---------- PROVIDED INFORMATION
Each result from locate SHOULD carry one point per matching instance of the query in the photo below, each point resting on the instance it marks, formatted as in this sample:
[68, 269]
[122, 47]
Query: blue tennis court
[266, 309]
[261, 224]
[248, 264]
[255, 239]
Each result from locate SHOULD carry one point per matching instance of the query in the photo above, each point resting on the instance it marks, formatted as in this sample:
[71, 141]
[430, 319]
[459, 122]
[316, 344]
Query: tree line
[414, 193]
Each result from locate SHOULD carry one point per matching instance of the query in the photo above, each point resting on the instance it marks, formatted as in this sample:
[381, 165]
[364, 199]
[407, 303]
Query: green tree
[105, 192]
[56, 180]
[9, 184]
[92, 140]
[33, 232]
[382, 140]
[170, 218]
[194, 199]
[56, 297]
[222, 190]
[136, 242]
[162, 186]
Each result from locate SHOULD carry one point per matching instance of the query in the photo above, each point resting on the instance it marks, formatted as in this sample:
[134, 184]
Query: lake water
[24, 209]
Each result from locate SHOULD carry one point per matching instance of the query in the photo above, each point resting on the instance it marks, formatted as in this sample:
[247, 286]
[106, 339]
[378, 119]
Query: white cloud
--------------------
| WORK ORDER |
Reprint the whole listing above exactly.

| WRITTEN ANSWER |
Each result from locate SHOULD carry one point per matching instance of the query in the photo below, each point resting on the instance it marks, formatted as in this sample:
[68, 269]
[122, 47]
Query: blue tennis court
[266, 309]
[261, 224]
[248, 264]
[255, 239]
Each result from locate SHOULD carry one point per matching instance of the query in the photo above, each point resting on the instance it marks, formatted as in this sample:
[71, 141]
[430, 319]
[459, 122]
[316, 344]
Query: tree line
[414, 193]
Each result from locate SHOULD carry one point per matching instance of the query in the photo above, each point resting on the instance it marks, formatted as in this sample:
[381, 165]
[364, 199]
[407, 303]
Query: green tree
[105, 192]
[56, 180]
[9, 184]
[92, 140]
[33, 232]
[382, 140]
[170, 218]
[194, 199]
[56, 297]
[222, 190]
[136, 242]
[162, 186]
Each result from locate SHOULD carry one point per matching instance of the query in the photo above, each point resting on the instance it marks, formatted as in this sample:
[134, 184]
Query: lake water
[24, 209]
Each result from locate SHOULD carry one point per matching instance of the query in the photo above, each point resting on the instance it marks, formatted as in this sample:
[247, 286]
[106, 339]
[378, 119]
Query: white cloud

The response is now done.